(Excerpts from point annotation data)
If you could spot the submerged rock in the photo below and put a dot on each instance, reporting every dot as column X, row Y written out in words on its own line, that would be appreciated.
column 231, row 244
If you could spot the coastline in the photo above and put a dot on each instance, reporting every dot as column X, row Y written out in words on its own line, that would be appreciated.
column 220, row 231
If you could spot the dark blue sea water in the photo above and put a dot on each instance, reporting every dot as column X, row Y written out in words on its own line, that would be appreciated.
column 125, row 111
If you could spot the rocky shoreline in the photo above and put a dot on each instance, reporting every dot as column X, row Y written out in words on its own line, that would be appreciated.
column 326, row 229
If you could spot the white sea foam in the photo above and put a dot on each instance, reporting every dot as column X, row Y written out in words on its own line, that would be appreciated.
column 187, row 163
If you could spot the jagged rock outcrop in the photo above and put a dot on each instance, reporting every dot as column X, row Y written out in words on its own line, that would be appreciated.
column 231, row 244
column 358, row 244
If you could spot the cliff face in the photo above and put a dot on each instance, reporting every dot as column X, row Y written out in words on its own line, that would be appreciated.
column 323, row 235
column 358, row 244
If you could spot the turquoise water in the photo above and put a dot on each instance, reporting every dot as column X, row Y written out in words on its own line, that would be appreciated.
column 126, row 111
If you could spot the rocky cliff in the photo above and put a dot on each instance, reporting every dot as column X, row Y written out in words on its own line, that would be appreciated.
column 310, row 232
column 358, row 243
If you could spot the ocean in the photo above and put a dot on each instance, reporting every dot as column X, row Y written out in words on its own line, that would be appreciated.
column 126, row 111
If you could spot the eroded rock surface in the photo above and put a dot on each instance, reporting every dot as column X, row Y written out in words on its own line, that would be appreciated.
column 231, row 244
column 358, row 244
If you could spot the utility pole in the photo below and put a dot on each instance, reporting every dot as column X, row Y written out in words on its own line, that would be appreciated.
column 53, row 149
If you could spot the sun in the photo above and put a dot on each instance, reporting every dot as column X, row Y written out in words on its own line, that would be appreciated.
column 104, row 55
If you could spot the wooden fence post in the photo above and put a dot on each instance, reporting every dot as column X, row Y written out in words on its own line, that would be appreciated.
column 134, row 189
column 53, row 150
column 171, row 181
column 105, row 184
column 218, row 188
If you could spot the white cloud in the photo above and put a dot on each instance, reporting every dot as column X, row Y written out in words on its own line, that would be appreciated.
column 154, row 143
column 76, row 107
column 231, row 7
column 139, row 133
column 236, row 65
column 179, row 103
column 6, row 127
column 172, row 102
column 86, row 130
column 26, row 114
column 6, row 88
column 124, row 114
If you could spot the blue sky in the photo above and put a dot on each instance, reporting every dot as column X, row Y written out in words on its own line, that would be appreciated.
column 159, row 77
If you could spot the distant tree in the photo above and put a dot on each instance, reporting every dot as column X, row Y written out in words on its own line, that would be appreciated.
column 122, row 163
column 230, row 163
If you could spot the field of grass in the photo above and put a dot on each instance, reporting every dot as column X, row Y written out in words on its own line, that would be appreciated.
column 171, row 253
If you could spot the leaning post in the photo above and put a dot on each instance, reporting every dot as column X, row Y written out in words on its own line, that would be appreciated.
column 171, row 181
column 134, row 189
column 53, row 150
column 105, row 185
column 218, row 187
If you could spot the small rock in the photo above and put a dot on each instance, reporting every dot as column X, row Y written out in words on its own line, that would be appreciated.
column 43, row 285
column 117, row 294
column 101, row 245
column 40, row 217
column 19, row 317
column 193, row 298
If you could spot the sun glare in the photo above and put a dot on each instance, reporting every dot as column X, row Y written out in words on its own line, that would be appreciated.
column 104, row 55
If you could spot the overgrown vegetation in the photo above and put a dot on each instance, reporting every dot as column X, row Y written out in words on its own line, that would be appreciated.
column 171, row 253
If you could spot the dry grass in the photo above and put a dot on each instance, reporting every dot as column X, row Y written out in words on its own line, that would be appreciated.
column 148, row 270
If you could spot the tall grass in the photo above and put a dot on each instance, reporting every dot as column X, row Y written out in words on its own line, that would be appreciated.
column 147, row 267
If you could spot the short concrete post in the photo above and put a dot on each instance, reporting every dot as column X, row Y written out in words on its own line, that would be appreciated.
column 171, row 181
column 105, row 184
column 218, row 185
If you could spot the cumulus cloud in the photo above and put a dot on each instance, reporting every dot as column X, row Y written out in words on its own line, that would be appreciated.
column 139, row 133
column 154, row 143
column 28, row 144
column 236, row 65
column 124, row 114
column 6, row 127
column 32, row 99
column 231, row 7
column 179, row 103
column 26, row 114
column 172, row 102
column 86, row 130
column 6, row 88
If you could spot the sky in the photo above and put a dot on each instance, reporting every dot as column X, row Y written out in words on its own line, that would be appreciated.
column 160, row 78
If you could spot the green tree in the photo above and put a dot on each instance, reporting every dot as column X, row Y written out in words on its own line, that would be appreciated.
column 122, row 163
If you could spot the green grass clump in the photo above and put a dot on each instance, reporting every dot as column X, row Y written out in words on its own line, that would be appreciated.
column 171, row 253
---
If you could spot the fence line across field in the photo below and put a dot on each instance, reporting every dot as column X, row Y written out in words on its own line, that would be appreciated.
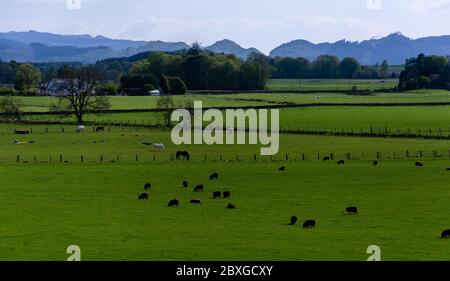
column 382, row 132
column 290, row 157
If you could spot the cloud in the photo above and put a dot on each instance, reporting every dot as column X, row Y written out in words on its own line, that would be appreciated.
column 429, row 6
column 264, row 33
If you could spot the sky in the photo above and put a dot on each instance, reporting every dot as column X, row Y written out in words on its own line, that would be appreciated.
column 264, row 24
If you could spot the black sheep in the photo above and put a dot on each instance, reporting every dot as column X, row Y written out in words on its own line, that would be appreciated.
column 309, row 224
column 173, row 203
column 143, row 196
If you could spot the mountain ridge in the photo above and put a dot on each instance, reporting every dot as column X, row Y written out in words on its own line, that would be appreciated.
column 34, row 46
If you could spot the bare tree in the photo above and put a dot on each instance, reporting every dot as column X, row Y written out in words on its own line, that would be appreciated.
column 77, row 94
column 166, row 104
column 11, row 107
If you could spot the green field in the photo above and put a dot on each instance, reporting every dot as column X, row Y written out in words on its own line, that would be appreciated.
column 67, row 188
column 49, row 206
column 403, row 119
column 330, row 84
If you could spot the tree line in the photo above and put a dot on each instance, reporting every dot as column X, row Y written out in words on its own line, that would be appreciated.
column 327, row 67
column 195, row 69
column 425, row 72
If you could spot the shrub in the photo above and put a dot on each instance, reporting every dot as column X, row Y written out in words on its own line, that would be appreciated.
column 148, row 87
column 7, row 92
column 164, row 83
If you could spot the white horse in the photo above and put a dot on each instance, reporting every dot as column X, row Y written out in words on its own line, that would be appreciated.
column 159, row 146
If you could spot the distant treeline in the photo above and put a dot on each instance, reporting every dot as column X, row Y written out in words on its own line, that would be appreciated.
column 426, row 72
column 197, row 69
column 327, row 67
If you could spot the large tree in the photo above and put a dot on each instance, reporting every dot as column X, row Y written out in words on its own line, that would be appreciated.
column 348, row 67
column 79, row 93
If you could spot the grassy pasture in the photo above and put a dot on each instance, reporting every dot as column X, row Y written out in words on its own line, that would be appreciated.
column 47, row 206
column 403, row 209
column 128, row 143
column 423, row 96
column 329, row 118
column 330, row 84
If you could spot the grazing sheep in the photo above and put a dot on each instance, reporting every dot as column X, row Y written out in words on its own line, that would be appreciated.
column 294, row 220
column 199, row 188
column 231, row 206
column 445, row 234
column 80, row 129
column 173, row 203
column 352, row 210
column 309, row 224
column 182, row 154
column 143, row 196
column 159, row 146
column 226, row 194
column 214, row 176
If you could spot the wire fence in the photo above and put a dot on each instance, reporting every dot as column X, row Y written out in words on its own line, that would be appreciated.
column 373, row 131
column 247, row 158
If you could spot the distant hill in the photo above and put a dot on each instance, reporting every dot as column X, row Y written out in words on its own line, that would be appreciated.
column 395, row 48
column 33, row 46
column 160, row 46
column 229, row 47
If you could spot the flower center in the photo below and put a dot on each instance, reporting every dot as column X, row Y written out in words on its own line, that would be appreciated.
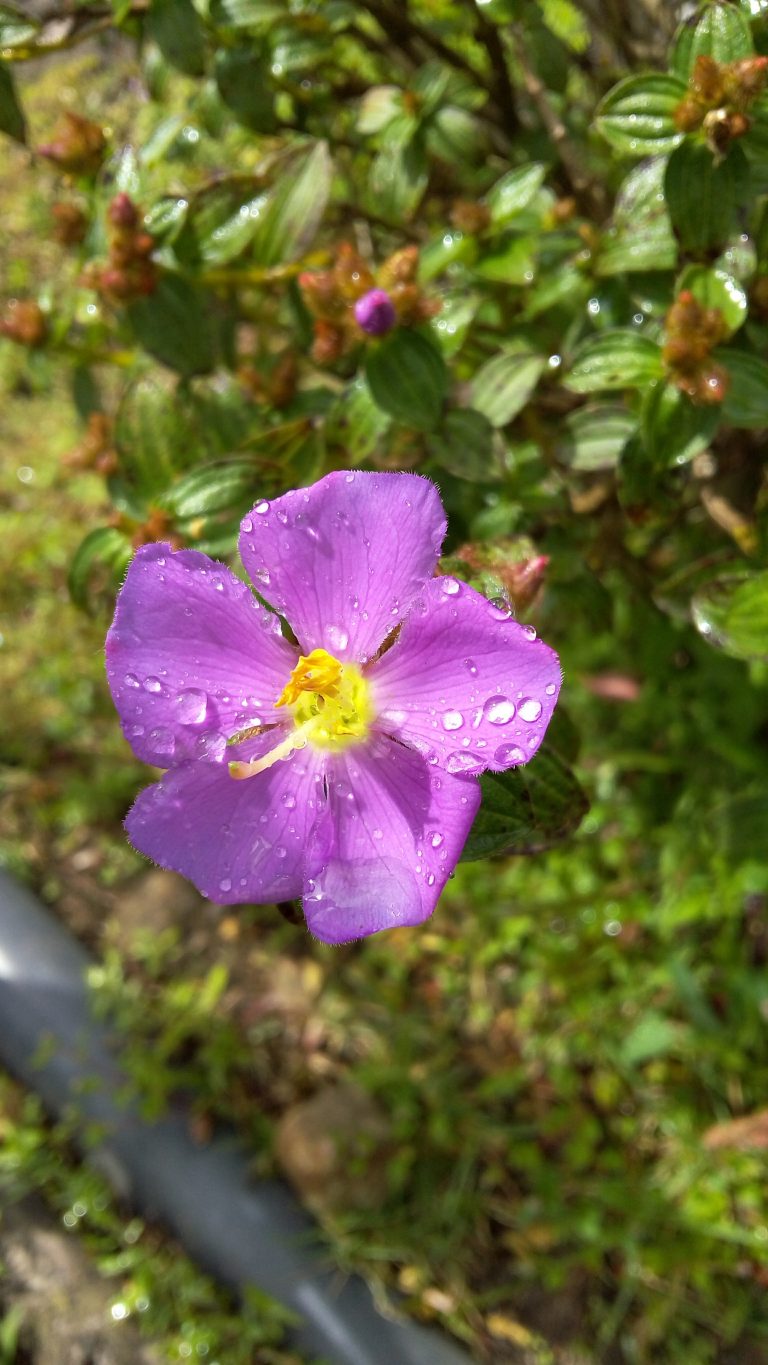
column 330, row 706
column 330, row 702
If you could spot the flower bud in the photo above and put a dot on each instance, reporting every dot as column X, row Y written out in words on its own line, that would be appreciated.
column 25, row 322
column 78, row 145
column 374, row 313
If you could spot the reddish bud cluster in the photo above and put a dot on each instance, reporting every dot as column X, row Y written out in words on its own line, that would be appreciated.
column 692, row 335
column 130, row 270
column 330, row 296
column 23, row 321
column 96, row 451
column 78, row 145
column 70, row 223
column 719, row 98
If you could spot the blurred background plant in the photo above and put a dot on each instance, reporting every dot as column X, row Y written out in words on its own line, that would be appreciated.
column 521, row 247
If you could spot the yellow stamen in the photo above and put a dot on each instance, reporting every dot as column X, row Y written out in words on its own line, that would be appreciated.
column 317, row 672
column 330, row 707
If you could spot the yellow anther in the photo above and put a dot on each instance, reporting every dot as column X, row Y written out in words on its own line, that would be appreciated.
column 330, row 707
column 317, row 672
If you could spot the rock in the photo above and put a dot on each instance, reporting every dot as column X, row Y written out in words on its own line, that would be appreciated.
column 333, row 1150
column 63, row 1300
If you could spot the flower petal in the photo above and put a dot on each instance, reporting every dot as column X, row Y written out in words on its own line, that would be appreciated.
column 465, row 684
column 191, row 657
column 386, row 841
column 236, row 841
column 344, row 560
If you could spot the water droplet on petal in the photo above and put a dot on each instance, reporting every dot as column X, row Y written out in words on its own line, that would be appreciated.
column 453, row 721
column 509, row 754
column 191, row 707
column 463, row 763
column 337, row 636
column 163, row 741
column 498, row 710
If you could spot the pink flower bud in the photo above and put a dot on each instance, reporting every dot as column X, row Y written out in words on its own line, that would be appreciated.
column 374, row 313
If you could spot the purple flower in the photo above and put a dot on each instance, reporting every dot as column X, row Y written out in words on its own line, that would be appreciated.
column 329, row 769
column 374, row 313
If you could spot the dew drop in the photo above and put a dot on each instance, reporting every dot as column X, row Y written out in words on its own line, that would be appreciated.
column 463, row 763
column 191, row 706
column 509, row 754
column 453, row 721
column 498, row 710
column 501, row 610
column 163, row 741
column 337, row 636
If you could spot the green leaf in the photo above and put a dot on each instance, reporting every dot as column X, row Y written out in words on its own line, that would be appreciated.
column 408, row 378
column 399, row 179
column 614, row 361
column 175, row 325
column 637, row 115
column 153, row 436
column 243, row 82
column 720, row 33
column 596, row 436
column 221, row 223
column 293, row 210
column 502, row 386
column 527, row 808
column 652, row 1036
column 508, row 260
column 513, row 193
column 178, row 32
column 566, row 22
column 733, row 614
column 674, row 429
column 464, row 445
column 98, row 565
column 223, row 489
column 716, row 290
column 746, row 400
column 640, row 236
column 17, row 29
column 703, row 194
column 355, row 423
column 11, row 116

--- Exercise objective ---
Copy out the rows above word for word, from the line with "If you could spot the submerged" to the line with "column 220, row 231", including both of those lines.

--- Answer to the exercise ---
If you could spot the submerged rock in the photo below and put a dot on each instance, reporting every dot as column X, row Y written out in words on its own line, that would be appreciated.
column 231, row 244
If you could spot the coastline in the photo above and put a dot on each instance, reporting every dot as column X, row Y written out in words on its own line, that would be appreciated.
column 220, row 231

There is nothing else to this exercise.